Extract provided ->
□ □ □ □
In 2005, Jiang graduated from the College of William & Mary with a bachelor's degree in Philosophy and a minor in Chemistry. She worked on the student-run television station WMTV, and credits the university for developing her curiosity. She earned a Master's in broadcast journalism from Syracuse University, graduating in 2006. She was also recognized for her contributions in the field of communications as an inductee of Newhouse School of Public Communication's Professional Gallery in 2012.

Career

After completing her degree in broadcast journalism and from 2006 to 2008, Jiang was a reporter for WBOC-TV in  Salisbury, Maryland. From 2008 until 2012, she worked at WJZ-TV, Baltimore. From 2012 to 2015, Jiang worked on WCBS-TV, New York City as a general assignment reporter and fill-in anchor where she covered major stories such as the Boston Marathon bombings, the Sandy Hook Elementary School shootings, and the Hurricane Sandy.
□ □ □ □
[Point annotations for photos]
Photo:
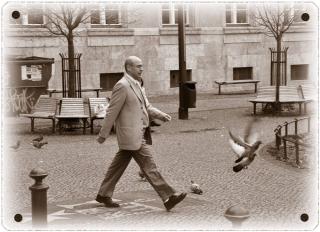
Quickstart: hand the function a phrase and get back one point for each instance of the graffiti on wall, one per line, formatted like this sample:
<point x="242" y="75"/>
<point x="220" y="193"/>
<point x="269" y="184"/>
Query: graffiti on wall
<point x="18" y="101"/>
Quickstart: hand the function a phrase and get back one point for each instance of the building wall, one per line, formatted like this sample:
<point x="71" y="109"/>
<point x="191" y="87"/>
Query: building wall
<point x="212" y="50"/>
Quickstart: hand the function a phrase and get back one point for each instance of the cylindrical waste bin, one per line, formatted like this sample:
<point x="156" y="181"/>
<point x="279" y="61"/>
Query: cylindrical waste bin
□ □ □ □
Tasks to perform ->
• a. Can you transcribe the passage on Jiang between "In 2005, Jiang" and "Gallery in 2012.", inclusive?
• b. How would you render this sentence from the passage on Jiang in Spanish: "From 2008 until 2012, she worked at WJZ-TV, Baltimore."
• c. Does the passage on Jiang support each statement? Answer yes or no for each, quoting the deciding words. (i) Jiang received her master's degree from Syracuse University in 2006. (ii) Jiang's minor at the College of William & Mary was Philosophy. (iii) At WCBS-TV, Jiang was a general assignment reporter and fill-in anchor.

The responses ->
• a.
In 2005, Jiang graduated from the College of William & Mary with a bachelor's degree in Philosophy and a minor in Chemistry. She worked on the student-run television station WMTV, and credits the university for developing her curiosity. She earned a Master's in broadcast journalism from Syracuse University, graduating in 2006. She was also recognized for her contributions in the field of communications as an inductee of Newhouse School of Public Communication's Professional Gallery in 2012.

• b. De 2008 a 2012, trabajó en WJZ-TV, Baltimore.

• c.
(i) Yes: "She earned a Master's in broadcast journalism from Syracuse University, graduating in 2006."
(ii) No: "a bachelor's degree in Philosophy and a minor in Chemistry"
(iii) Yes: "Jiang worked on WCBS-TV, New York City as a general assignment reporter and fill-in anchor"